● **Task details**: Give the following records again in full and without alteration.

* * * * * * *

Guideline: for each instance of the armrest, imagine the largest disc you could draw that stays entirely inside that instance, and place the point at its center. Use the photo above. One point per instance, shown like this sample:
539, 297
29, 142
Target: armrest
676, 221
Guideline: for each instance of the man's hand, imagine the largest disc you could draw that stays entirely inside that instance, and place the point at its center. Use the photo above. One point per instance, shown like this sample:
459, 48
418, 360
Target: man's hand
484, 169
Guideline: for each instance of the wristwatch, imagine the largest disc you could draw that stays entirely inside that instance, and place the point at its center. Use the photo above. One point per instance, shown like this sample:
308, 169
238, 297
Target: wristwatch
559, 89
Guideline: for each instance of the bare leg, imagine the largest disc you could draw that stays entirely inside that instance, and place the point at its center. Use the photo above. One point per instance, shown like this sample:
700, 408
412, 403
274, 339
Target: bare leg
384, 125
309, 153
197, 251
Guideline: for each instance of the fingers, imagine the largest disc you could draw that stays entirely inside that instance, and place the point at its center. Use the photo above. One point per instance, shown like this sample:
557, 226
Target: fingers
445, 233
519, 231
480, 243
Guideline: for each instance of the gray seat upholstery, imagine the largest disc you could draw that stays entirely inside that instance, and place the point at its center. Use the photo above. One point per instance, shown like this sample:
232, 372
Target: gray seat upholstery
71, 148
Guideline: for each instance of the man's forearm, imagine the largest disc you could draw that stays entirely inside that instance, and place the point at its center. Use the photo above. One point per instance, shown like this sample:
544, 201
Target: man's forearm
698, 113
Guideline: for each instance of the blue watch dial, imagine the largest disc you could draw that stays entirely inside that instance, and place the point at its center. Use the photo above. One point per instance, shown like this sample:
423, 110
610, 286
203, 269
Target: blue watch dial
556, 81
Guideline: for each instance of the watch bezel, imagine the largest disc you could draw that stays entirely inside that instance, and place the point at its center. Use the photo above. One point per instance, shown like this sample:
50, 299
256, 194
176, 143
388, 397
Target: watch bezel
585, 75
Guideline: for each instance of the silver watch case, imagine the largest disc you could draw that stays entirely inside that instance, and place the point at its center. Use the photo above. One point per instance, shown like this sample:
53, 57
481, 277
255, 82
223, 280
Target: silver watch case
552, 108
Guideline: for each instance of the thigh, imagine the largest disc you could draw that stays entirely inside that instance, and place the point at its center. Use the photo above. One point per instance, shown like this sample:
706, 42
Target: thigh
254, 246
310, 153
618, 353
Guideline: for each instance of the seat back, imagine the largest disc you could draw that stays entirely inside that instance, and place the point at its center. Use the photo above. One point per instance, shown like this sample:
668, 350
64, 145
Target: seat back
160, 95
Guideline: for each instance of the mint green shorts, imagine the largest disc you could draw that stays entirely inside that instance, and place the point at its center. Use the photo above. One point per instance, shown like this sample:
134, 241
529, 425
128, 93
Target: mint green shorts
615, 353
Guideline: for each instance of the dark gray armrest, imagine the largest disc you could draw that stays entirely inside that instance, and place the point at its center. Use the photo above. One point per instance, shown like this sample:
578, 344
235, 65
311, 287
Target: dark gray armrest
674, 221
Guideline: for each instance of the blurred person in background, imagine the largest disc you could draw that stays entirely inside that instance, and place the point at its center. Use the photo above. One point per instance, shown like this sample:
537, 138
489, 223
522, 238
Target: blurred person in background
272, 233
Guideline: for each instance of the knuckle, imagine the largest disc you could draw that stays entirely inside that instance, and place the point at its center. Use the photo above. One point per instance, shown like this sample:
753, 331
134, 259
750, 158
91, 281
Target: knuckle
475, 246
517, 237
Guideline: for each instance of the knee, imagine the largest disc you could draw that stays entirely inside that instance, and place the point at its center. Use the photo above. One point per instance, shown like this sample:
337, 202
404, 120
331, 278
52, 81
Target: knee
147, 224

* * * * * * *

● **Solution**:
Guideline: for each instance of the armrest, imagine the largest disc you could draw that stays entirely inside that instance, and place the point at its center. Use the photo above. One point per instance, shown like this sample:
539, 297
29, 142
Target: armrest
676, 221
Guideline: for each instance of the man's hand, imagine the largest disc you could draw that stays entirely inside that instance, and place the point at its center. Use the photo above. One point per instance, shown like this sample:
459, 48
418, 360
Target: man's hand
484, 169
Guideline: for each instance of the wristwatch, imagine the largest disc you could draw that stays entirely inside that instance, and place the point at its center. Use the photo above. One point per instance, shown like this sample:
308, 169
238, 297
Target: wristwatch
559, 89
Guideline: for each instance of the bare leg, imagine the largest disc you could draw that stays entirely inside that instance, and place the point at its center. Use the photo above. One point per instance, shown like this sample:
700, 408
412, 403
274, 339
Target: bare leg
384, 125
309, 153
197, 251
Guideline: for each instance of the fingers, imagine the largest disc you could draw that stays entirely inside that instance, and place the point at its center. Use the photo above. One point per instance, shown like this sample:
557, 226
Target: fingers
445, 233
519, 231
480, 243
Guideline: for each instance of the gray seat upholstery, imagine the largest disc you could draw that stays entirely inside that instance, and place the point at its center. Use the photo above. One point per instance, shown like this sample:
232, 372
Target: gray seat upholstery
71, 148
Guideline: for each instance of the man's forearm, imagine the largest disc you could draw that stays entirely inside that instance, and place the point at its center. Use the photo above. One point per instance, shown like this sample:
544, 201
Target: man's forearm
698, 113
Guideline: for each instance of the blue watch dial, imagine the largest disc you could draw that stays entirely inside that instance, and place the point at its center. Use the photo above. One point per instance, shown like this sample:
423, 110
610, 286
203, 269
Target: blue watch dial
556, 81
Guideline: for each instance of the watch bezel, imagine the largest disc you could draw that stays entirely inside that instance, and place the point at its center. Use the photo above. One point per instance, shown like this sample:
50, 299
256, 194
176, 143
388, 397
Target: watch bezel
585, 75
Guideline: for each instance of the silver watch case, imagine the largest disc you could draw that stays entirely inside that instance, and place the point at its center. Use the photo above. One point per instance, shown like this sample:
53, 57
481, 277
255, 82
223, 280
Target: silver watch case
552, 108
Guideline: for each instance of the thigh, imagine the largest disc you could draw that stays entirely inside that instance, and place the point at its center. Use the photo above. One point per instance, shown like this sample:
706, 42
Target: thigh
254, 246
310, 153
618, 353
Guideline: for each instance of the seat back, imagine the largest disc you could draw that stays entirely inside that instance, and place the point at its center. Use the photo above. One point per instance, shown like this sample:
668, 350
64, 145
Target: seat back
160, 95
Guideline: for each instance of the mint green shorts, imagine the largest disc you could draw that stays entirely inside that instance, and place the point at its center. Use the photo above. One point per instance, shown like this sample:
134, 241
529, 425
128, 93
Target: mint green shorts
615, 353
Guideline: for each instance of the dark gray armrest, imagine the largest disc you could draw that stays entirely inside that instance, and place the point at its center. Use the photo above. One point per instance, shown like this sample:
578, 344
235, 65
311, 287
Target: dark gray armrest
674, 221
Guideline: for each instance of the blurred person in background, imagine the largest disc you could draw that stays entirely inside that instance, and place the point at its center. Use the photo above. One point per instance, shown like this sample:
537, 138
489, 223
522, 238
Target: blurred person in background
272, 233
Guideline: for each instance of the knuckle, imagine the largest disc you could draw that stays entirely inside that instance, and place the point at its center. Use the photo above. One point per instance, shown like this sample:
753, 331
134, 259
750, 158
91, 281
Target: knuckle
475, 246
517, 237
Guideline: for each instance of the knee, imagine the largest disc you could draw that stays entirely inside that instance, and place the point at its center. Use the photo above. One point per instance, shown like this sample:
337, 202
404, 120
331, 278
52, 81
Target: knee
147, 224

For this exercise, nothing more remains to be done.